## 実施課題
a – 吉野の散歩記のうち、「京都駅で奈良方面行きの近鉄電」から「ロギーで実行されたのだろう。」まで（両端を含む）を、「鉄橋」を「橋梁」に置き換えて改めて示してください。
b – 吉野の散歩記について、次の問いに答えてください。
(i) 筆者が吉野を訪れたのは何月末の連休ですか。
(ii) 筆者は橿原神宮前駅で何行きの電車に乗り換えましたか。
(iii) 吉野神宮の社殿が竣工したのは明治何年ですか。

## 文書本文
歴史散歩 Vol.117

ちょっと寄り道(吉野)

吉野は子どもの頃から惹かれましたが行く機会がありませんでした。今般、吉野を散歩する機会を得て感銘を受けましたので小文をまとめました。以下、歩いた順に御案内します。
(参考文献「日本の名寺を歩く06・金峯山寺」朝日新聞出版、宮城泰年他「修験道という生き方」新潮選書、塩沼亮潤「大峯千日回峰行」春秋社、五條順教「吉野修験大先達の遺訓」大法輪閣、田中利典「体を使って心をおさめる修験道入門」集英社新書、森茂暁「南北朝の動乱」吉川弘文館、呉座勇一編「南朝研究の最前線」亀田俊和「初期室町幕府研究の最前線」洋泉社新書yなど)

突如、吉野を訪れたいと思った。吉野の歴史に惹かれたからだ。飛鳥で発生した「乙巳の変」後に古人大兄皇子は異母兄(中大兄皇子・天智)から追われ吉野に逃げる。天智の実弟(大海人皇子)は野心を糾されたとき吉野に逃げ「壬申の乱」に勝利して天武天皇になる。約500年後の源義経や、その約140年後の後醍醐天皇が逃れたのも吉野。私は「吉野が長年にわたり逃げ場所の役割を果たしてきた理由」を知りたいと思った。そこで4月末の連休を生かして訪れてみた。
 京都駅で奈良方面行きの近鉄電車に乗る。橿原神宮前駅で吉野行きに乗り換える。電車は飛鳥駅を通り過ぎ深い山の中へ分け入ってゆく。下市口を通り過ぎると車窓右手に吉野川が広がる。川を横切る鉄橋が視界に入る。今でこそ、この鉄橋により吉野川を苦労なく渡れるのだが、近鉄の線路が今の吉野駅まで延長されるまでは六田(昔の吉野駅)から柳の渡しで吉野川を渡り尾根筋に沿って六丈平(現在の吉野神宮)を通り下千本に出るのが吉野へ至る通常の行程であった。吉野神宮駅を通過する。明治11(1889)年6月、後醍醐天皇を祀る吉野神宮の創建が明治天皇の意向で決定したとされる。明治25年に社殿が竣工し、吉水神社から後醍醐天皇像を移して遷座祭が斎行された。この創建に学術的根拠はなく、南朝を正統とする維新イデオロギーで実行されたのだろう。

## ラベル付き形状記録
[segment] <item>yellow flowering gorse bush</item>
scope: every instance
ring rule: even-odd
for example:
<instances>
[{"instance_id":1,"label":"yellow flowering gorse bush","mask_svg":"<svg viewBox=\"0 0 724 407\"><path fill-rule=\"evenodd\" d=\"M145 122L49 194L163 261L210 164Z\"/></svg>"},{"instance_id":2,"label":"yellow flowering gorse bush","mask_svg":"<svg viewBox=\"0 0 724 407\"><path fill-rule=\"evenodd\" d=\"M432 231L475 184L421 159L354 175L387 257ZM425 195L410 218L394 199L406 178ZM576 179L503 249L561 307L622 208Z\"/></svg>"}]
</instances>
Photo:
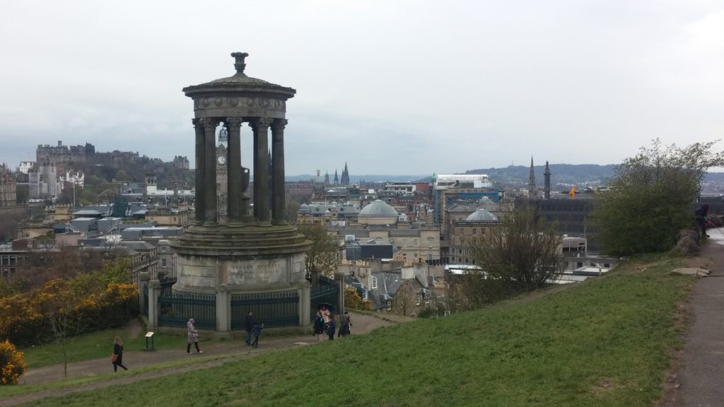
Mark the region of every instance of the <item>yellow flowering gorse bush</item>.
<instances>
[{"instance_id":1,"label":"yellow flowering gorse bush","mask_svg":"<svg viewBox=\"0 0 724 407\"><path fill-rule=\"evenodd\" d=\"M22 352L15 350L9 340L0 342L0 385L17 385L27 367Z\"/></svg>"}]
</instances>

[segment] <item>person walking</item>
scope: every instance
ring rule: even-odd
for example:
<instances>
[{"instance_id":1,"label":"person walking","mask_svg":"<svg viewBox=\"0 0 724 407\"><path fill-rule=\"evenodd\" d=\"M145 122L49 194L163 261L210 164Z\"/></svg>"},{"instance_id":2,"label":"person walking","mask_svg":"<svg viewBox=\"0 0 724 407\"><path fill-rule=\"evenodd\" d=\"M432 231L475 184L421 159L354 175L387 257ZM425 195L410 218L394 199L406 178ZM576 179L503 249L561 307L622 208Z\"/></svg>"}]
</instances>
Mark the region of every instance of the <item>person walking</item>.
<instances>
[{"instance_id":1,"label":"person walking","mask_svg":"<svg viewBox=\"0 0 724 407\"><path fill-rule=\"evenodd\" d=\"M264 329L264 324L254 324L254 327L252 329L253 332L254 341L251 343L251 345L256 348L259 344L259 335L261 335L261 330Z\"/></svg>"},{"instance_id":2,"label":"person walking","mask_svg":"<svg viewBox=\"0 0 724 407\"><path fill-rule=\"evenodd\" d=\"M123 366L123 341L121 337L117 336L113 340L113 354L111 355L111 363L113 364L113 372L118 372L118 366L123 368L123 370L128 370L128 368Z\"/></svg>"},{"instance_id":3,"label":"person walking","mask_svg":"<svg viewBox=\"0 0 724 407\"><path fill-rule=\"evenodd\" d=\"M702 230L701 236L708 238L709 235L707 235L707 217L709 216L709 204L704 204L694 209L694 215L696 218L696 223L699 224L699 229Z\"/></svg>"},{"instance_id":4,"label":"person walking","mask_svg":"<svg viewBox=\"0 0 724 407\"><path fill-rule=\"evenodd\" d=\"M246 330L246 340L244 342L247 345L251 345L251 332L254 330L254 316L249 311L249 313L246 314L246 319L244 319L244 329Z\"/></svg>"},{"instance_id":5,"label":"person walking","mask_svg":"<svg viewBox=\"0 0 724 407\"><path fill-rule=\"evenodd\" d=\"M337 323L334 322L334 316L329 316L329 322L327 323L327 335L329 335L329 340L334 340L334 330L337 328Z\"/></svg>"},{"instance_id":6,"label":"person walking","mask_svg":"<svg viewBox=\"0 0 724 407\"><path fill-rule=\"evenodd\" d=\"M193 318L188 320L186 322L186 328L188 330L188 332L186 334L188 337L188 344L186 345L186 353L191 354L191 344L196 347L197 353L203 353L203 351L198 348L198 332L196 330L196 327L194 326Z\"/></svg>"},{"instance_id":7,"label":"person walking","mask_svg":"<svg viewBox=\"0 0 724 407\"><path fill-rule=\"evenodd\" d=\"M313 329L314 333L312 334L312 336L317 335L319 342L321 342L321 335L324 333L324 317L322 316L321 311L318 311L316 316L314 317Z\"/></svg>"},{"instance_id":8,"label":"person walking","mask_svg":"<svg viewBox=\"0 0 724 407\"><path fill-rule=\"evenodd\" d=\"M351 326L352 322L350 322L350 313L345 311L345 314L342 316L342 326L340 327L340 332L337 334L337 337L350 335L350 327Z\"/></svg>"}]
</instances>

## 課題別回答
a –
京都駅で奈良方面行きの近鉄電車に乗る。橿原神宮前駅で吉野行きに乗り換える。電車は飛鳥駅を通り過ぎ深い山の中へ分け入ってゆく。下市口を通り過ぎると車窓右手に吉野川が広がる。川を横切る橋梁が視界に入る。今でこそ、この橋梁により吉野川を苦労なく渡れるのだが、近鉄の線路が今の吉野駅まで延長されるまでは六田(昔の吉野駅)から柳の渡しで吉野川を渡り尾根筋に沿って六丈平(現在の吉野神宮)を通り下千本に出るのが吉野へ至る通常の行程であった。吉野神宮駅を通過する。明治11(1889)年6月、後醍醐天皇を祀る吉野神宮の創建が明治天皇の意向で決定したとされる。明治25年に社殿が竣工し、吉水神社から後醍醐天皇像を移して遷座祭が斎行された。この創建に学術的根拠はなく、南朝を正統とする維新イデオロギーで実行されたのだろう。

b –
(i) 4月末の連休です。
(ii) 吉野行きです。
(iii) 明治25年です。